» WHAT THE TASK REQUIRES: Copy out every record below with complete accuracy.
[Begin STORED RECORDS]
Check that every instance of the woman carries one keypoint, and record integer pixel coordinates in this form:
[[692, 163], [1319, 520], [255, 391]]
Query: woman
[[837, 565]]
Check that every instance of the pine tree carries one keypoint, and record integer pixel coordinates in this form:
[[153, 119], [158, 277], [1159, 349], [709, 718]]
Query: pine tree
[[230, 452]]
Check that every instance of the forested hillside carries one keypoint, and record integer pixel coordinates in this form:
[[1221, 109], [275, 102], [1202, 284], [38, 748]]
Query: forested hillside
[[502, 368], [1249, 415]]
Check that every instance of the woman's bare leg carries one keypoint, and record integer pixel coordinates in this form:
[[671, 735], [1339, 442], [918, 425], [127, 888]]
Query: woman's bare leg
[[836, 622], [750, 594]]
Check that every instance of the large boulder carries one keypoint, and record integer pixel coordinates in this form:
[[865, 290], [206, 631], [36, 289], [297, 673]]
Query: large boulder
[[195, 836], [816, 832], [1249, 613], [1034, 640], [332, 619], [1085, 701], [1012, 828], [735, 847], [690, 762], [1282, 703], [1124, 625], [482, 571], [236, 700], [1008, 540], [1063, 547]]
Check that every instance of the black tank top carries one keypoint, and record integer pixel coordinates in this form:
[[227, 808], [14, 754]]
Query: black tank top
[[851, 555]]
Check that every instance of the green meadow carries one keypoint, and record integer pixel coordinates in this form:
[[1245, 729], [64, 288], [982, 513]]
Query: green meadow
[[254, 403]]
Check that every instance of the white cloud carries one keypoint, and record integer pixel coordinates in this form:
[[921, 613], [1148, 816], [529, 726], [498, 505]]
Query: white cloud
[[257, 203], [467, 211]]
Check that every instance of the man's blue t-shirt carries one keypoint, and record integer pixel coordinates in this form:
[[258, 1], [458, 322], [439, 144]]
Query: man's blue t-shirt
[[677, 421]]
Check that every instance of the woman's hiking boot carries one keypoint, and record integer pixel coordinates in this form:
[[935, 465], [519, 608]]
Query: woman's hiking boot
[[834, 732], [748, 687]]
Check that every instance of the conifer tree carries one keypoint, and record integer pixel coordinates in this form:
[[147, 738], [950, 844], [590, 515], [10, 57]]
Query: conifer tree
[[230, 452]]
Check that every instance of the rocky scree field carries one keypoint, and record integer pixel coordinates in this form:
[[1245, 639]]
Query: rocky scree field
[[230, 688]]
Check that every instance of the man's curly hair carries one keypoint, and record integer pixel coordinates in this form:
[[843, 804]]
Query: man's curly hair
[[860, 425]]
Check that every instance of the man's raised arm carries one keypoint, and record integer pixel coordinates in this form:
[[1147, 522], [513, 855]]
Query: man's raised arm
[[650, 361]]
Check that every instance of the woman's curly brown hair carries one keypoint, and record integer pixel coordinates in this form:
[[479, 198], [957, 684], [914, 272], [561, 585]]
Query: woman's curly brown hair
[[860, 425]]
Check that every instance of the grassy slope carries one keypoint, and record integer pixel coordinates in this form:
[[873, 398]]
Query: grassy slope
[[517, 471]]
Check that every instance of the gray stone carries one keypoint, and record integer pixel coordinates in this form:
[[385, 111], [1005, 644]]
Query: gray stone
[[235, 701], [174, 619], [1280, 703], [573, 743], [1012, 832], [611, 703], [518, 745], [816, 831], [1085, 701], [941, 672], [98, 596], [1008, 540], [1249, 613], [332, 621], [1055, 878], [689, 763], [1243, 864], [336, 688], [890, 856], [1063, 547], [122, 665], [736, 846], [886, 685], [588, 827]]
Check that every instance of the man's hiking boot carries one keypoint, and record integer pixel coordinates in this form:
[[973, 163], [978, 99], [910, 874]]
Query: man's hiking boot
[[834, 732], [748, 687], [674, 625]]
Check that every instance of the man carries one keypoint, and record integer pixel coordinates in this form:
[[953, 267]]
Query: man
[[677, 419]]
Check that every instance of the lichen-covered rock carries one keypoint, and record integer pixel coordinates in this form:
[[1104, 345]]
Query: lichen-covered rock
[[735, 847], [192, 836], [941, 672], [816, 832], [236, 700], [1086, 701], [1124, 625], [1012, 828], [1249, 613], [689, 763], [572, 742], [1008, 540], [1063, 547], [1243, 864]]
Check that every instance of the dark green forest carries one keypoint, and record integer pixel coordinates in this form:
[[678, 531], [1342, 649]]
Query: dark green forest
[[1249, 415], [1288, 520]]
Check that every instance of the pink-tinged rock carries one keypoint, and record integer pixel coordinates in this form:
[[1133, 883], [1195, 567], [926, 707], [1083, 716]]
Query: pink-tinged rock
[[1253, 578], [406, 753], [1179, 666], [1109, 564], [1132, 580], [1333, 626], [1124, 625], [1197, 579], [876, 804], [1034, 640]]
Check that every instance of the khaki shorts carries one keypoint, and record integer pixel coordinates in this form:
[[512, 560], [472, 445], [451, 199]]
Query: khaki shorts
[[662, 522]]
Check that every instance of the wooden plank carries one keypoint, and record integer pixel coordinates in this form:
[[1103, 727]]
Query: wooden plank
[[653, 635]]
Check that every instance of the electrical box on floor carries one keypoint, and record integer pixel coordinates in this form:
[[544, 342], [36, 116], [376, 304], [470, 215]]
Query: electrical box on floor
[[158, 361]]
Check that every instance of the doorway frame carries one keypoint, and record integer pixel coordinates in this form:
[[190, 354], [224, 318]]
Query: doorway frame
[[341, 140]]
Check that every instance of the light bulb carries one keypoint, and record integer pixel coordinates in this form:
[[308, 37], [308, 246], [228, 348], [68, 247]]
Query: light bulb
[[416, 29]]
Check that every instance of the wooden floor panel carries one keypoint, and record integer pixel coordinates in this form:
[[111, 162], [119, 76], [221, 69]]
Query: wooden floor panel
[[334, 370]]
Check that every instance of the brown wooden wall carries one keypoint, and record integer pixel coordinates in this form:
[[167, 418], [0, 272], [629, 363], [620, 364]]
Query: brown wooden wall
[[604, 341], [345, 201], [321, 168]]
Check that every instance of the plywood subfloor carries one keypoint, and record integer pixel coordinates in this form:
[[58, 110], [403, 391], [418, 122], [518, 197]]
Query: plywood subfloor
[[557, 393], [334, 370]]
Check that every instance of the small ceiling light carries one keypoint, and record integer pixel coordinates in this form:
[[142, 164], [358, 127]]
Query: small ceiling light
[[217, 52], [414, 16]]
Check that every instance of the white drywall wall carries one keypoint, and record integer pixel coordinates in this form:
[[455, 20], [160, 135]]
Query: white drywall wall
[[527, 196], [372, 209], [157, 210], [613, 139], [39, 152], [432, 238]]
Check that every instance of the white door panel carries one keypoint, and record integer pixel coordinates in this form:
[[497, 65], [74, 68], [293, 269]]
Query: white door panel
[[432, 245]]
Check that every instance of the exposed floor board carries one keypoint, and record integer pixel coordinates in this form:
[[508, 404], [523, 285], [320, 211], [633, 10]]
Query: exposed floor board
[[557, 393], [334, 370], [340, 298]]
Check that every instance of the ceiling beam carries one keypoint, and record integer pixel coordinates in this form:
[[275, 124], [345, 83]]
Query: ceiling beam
[End STORED RECORDS]
» FINISHED TASK:
Check that every instance of the woman carries one keypoint, and record integer pixel coordinates in this form:
[[692, 163], [1319, 520], [255, 391]]
Query: woman
[[837, 565]]
Check that every instance of the pine tree carries one keypoint, and record integer pixel coordinates in this form:
[[153, 119], [158, 277], [1159, 349], [709, 718]]
Query: pine tree
[[230, 452]]
Check that every instance of the forested hillside carries one keypoint, and record integer pixel coordinates in this form:
[[1221, 109], [275, 102], [1202, 284], [38, 748]]
Query: forested hillside
[[502, 368], [1249, 415]]
Check that every instance of the woman's bare leg carries one keypoint, and record integer pixel coordinates in this form:
[[671, 735], [1339, 442], [918, 425], [127, 888]]
Query: woman's bare leg
[[836, 622], [750, 594]]
Check that every instance of the large boulder carries one keypoint, and record integer pixel coordinates in this form:
[[865, 290], [206, 631], [36, 289], [297, 673]]
Query: large boulder
[[195, 836], [816, 832], [1249, 613], [1034, 640], [332, 619], [1085, 701], [1012, 828], [735, 847], [690, 762], [1282, 703], [1124, 625], [482, 571], [236, 700], [1008, 540], [1063, 547]]
Check that every instance of the black tank top carries one keypoint, and record integer pixel coordinates in this form:
[[227, 808], [14, 754]]
Query: black tank top
[[851, 555]]
Check that every instance of the green meadow carries one keypoint, and record integer pixel coordinates in this form:
[[1245, 729], [64, 288], [982, 513]]
Query: green meadow
[[254, 403]]
Check that every instance of the white cloud carries one keypoint, and record integer pixel coordinates in this form:
[[921, 613], [1148, 816], [529, 726], [498, 505]]
Query: white cloud
[[257, 203], [467, 211]]
Check that every instance of the man's blue t-shirt carries one keypoint, and record integer pixel coordinates in this form:
[[258, 1], [458, 322], [439, 144]]
Query: man's blue t-shirt
[[677, 421]]
Check that every instance of the woman's hiking boot carries one keypoint, and record integer pixel coordinates in this form:
[[935, 465], [519, 608]]
Query: woman's hiking boot
[[834, 732], [748, 687]]
Check that every instance of the conifer tree carries one keypoint, and record integer pixel coordinates in this form:
[[147, 738], [950, 844], [590, 515], [10, 57]]
Query: conifer tree
[[230, 452]]
Check that every instance of the rocky scree field carries one keypoint, and record integer pixel coordinates in this form:
[[1245, 639]]
Query: rocky scree field
[[230, 688]]
Check that every instance of the man's curly hair carries one keypoint, and record integer pixel coordinates in this form:
[[843, 804]]
Query: man's curly hair
[[860, 425]]
Check that every instance of the man's raised arm carries one keypoint, and record integer pixel coordinates in this form:
[[1147, 522], [513, 855]]
Query: man's raised arm
[[650, 361]]
Check that every instance of the woman's curly brown hair carries one keypoint, and record integer pixel coordinates in this form:
[[479, 198], [957, 684], [914, 272], [561, 585]]
Query: woman's curly brown hair
[[860, 425]]
Check that every instance of the grassy slope carries one keypoint, and record integer pixel coordinates in this form:
[[873, 398]]
Query: grassy slope
[[517, 471]]
Check that every instance of the gray stone carries one keypoint, and record integer pixel coordinates in this form:
[[385, 111], [1005, 644]]
Query: gray stone
[[235, 701], [174, 619], [1280, 703], [573, 743], [1012, 832], [611, 703], [518, 745], [816, 831], [1085, 701], [941, 672], [98, 596], [1008, 540], [1249, 613], [332, 621], [1055, 878], [689, 763], [1243, 864], [336, 688], [890, 856], [1063, 547], [122, 665], [736, 846], [886, 685], [588, 827]]
Check that every instance of the man's hiking boot carries one keypoint, and record integer pixel coordinates in this form:
[[973, 163], [978, 99], [910, 874]]
Query: man's hiking boot
[[834, 732], [748, 687], [674, 625]]
Check that every instance of the man carries one keypoint, and record integer pixel coordinates in this form:
[[953, 267]]
Query: man
[[677, 419]]
Check that every instance of the lichen-covered rock carries one keypoint, and record integer pixel coordinates in this form:
[[1104, 345]]
Query: lichen-covered rock
[[735, 847], [192, 836], [941, 672], [816, 832], [236, 700], [1086, 701], [1124, 625], [1012, 828], [1249, 613], [689, 763], [572, 742], [1008, 540], [1063, 547], [1243, 864]]
Check that every instance of the dark green forest carries one keypoint, and record integer pixel coordinates in this form:
[[678, 531], [1342, 649]]
Query: dark green forest
[[1249, 415], [1288, 520]]
Check that every instance of the pink-tinged rock carries one keypoint, and record integer pixel coordinates in this form:
[[1133, 883], [1195, 567], [926, 707], [1083, 716]]
Query: pink-tinged rock
[[1253, 578], [406, 753], [1179, 666], [1109, 564], [1132, 580], [1333, 626], [1124, 625], [1197, 579], [876, 804], [1034, 640]]
Check that every instance of the khaki shorts carries one keypoint, and record integer pixel coordinates in this form:
[[512, 560], [472, 445], [451, 199]]
Query: khaki shorts
[[662, 522]]
Check that every instance of the wooden plank carries one keypoint, and record integer pixel coordinates in this form:
[[1103, 727]]
Query: wooden plank
[[653, 635]]
Check that every instance of the electrical box on floor carries one keypoint, and record integer pixel coordinates in this form:
[[544, 342], [36, 116], [376, 304], [470, 215]]
Query: electrical box on floor
[[158, 361]]
Check that every instance of the doorway frame carries one keypoint, and record integer pixel coordinates in this form:
[[190, 354], [224, 318]]
Query: doorway frame
[[341, 140]]
Check that every instance of the light bulb carries one keypoint, and record integer pixel coordinates in this form:
[[308, 37], [308, 246], [228, 348], [68, 247]]
Query: light bulb
[[416, 29]]
Check that every instance of the wooden floor panel carries one keypoint, and record integer pixel coordinates in this form:
[[111, 162], [119, 76], [221, 69]]
Query: wooden floor panel
[[334, 370]]
Check that every instance of the brown wooden wall carries one keypoint, and record integer pixel coordinates in this form:
[[167, 418], [0, 272], [629, 363], [620, 364]]
Query: brown wooden wall
[[604, 341], [345, 201], [321, 168]]
Check that every instance of the plywood subfloor carries one keypoint, and record integer pixel coordinates in this form:
[[58, 110], [403, 391], [418, 122], [518, 197]]
Query: plywood subfloor
[[557, 393], [334, 370]]
Check that every instance of the small ceiling light carries one keypoint, and record integer pixel coordinates in this form:
[[142, 164], [358, 127]]
Query: small ceiling light
[[217, 52], [414, 16]]
Check that every instance of the white drywall wall carries one keypoint, and record integer pixel coordinates in this form:
[[455, 20], [160, 135]]
Query: white drywall wall
[[527, 196], [372, 209], [157, 210], [613, 139], [39, 152], [432, 238]]
Check that every instance of the white door panel carries one keypoint, and record integer pixel coordinates in this form:
[[497, 65], [74, 68], [293, 269]]
Query: white door panel
[[432, 245]]
Check that every instance of the exposed floor board carries one keypoint, and record integer pixel coordinates in this form:
[[508, 404], [523, 285], [320, 211], [633, 10]]
Query: exposed floor board
[[557, 393], [334, 370], [340, 298]]
Check that every instance of the ceiling beam carries one keypoint, and record integer pixel coordinates in this form:
[[275, 124], [345, 83]]
Query: ceiling beam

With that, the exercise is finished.